ACTIONS TO TAKE:
**1.** Translate this sentence from the job retention scheme guidance into Spanish: "If you want to delete a claim in the online service, you must do this within 72 hours."
**2.** In the job retention scheme guidance, reproduce the text word for word from "If you have made" up to and including "for 6 years)".

Please talk to us if you need assistance in making these claims.
IF YOU’VE CLAIMED TOO MUCH OR NOT ENOUGH FROM THE CORONAVIRUS JOB RETENTION SCHEME
The Government has updated its guidance if an employer has claimed too much or not enough from the CJRS.
If you have claimed too much
If you want to delete a claim in the online service, you must do this within 72 hours.
If you have made an error in a claim that means you’ve received too much, you must pay this back to HMRC. You can either:
- tell HMRC as part of your next online claim (your new claim will be reduced and you’ll need to keep a record of the adjustment for 6 years)
- contact HMRC to pay the money back (you should only do this if you’re not submitting another claim)
If you’ve overclaimed a grant and have not repaid it, you must notify HMRC by the latest of either:
- 90 days after the date you received the grant you were not entitled to
- 90 days after the date you received the grant that you were no longer entitled to keep because your circumstances changed
- 20 October 2020
If you do not do this, you may have to pay a penalty. If you do repay any overclaimed grant, this will prevent any potential tax liability in respect of the overpayment of Coronavirus Job Retention Scheme. We will not be actively looking for innocent errors in our compliance approach.
If you have not claimed enough
If you made an error in your claim that has resulted in receiving too little money, you will still need to make sure you pay your employees the correct amount. You should contact HMRC to amend your claim and as you are increasing the amount of your claim and they may need to conduct additional checks.
Before 31 July, you must:
- make sure to include all eligible employees on claims that you still need to make for periods up to 30 June
- make any updates you need to on claims you’ve already made
After 31 July, you will:
- no longer be able add an employee to any existing claims for periods up to 30 June, that should have been included on a claim submitted before that date
- still be able to make amendments for any other errors that resulted in you not claiming enough
FRANCE, THE NETHERLANDS, MONACO, MALTA, TURKS AND CAICOS ISLANDS AND ARUBA TO BE REMOVED FROM TRAVEL CORRIDORS LIST
People arriving in England from these destinations from 4am Saturday 15 August will need to self-isolate for 2 weeks. This list changes regularly and if you trade abroad it is worth reviewing.
WORKING SAFELY DURING CORONAVIRUS (COVID-19)
This guidance again changes regularly and applies to England. There are separate guides for:
England: These 14 guides cover a range of different types of work. Many businesses operate more than one type of workplace, such as an office, factory and fleet of vehicles. You may need to use more than one of these guides as you think through what you need to do to keep people safe. Further guidance will be published as more businesses are able to reopen.

RECORDED INFORMATION:
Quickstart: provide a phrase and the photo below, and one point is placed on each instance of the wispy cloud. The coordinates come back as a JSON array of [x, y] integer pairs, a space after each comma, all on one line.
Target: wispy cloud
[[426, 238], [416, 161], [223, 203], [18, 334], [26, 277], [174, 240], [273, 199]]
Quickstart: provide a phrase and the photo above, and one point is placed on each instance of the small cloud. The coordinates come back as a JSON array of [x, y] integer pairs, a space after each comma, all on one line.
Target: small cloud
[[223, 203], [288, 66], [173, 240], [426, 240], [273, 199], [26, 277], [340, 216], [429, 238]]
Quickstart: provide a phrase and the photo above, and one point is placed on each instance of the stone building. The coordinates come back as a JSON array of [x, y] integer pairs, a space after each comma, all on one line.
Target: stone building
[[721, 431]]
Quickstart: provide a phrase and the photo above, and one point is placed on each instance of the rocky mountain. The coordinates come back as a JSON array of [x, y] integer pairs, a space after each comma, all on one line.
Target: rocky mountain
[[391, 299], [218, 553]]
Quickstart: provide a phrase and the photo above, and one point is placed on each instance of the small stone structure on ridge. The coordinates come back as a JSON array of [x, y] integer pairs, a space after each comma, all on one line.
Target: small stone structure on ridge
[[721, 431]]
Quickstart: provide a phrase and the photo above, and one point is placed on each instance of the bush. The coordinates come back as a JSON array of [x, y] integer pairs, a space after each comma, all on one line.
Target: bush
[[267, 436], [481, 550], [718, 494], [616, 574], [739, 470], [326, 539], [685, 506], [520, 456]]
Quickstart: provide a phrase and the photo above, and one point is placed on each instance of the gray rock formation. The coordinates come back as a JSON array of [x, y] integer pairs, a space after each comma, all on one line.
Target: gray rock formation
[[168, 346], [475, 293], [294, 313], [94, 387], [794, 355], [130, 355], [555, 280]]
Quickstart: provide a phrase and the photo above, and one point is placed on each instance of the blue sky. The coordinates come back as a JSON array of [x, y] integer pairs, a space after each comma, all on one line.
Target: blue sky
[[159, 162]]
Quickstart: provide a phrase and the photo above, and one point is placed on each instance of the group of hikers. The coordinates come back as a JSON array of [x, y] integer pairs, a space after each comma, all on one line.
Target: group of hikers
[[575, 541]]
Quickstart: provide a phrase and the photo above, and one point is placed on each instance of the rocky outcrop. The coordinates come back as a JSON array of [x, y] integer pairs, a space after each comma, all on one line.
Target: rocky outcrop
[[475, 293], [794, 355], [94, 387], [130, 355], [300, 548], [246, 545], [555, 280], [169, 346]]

TASK RESULTS:
**1.** Si desea eliminar una solicitud en el servicio en línea, debe hacerlo en un plazo de 72 horas.

**2.**
If you have made an error in a claim that means you’ve received too much, you must pay this back to HMRC. You can either:
- tell HMRC as part of your next online claim (your new claim will be reduced and you’ll need to keep a record of the adjustment for 6 years)